Scopo dell'esercizio.
Risponda alle domande seguenti in base al brano su Aristofane.
1. In quale commedia Cleone è raffigurato nel personaggio di Paflagone?
2. Che cosa fa il coro nella parabasi comica?
3. In quale commedia, e in quale anno, si trova l'ultima parabasi?

Brano.
-- -- --

Il commediografo in effetti indirizza strali
satirici contro il cretinismo parlamentare e i demagoghi guerrafondai beniamini
del popolo, sopra tutti Cleone raffigurato, nei
Cavalieri, nel personaggio del ladro, violento, volgarissimo
Paflagone. Negli
Acarnesi dell'anno
precedente l'autore aveva mosso guerra alla guerra voluta dalla maggioranza. La
commedia offre maggiore spazio all'attualità e alla soggettività: "così
nelle parabasi Aristofane spesso si dà da fare con il pubblico ateniese, sia
perché non nasconde le sue opinioni politiche sugli avvenimenti e le situazioni
del giorno.. sia perché cerca di mettere a tacere i suoi avversari e rivali in
arte" (p. 1565).
La parabasi comica è
una specie di intermezzo nel quale il coro si toglie la maschera ed espone
direttamente al pubblico l'opinione del poeta sulla poetica o la politica o sul
costume. Nelle
Nuvole p. e. Aristofane rivendica la propria forza
creativa, il coraggio, e la nobiltà del proprio animo dicendo al pubblico: "
non cerco di ingannarvi rappresentando due o tre volte la stessa storia/anzi mi
ingegno per portarvi sempre nuove idee/
per niente uguali
tra loro e tutte intelligenti/io che colpii nel ventre Cleone quando era al
massimo della potenza/ e non ebbi la sfrontatezza di calpestarlo quando era
caduto" (vv. 546 - 550).
In effetti Aristofane come opinionista fu
assai critico nei confronti dei colleghi, dei concittadini e dei governanti, e
la tolleranza di cui fruì è un esempio di assoluta parrhsiva, libertà di parola, nell'Atene degli anni
compresi tra il 425 e il 415. Poi questa un poco alla volta viene limitata e
con lei sparisce la parabasi. L'ultima è
quella degli Uccelli del 414.

-- -- --

Materiale fornito.
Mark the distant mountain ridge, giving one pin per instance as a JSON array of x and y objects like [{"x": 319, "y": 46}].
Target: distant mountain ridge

-- -- --

In risposta.
1. Nei Cavalieri.
2. Si toglie la maschera ed espone direttamente al pubblico l'opinione del poeta sulla poetica, sulla politica o sul costume.
3. Negli Uccelli, del 414.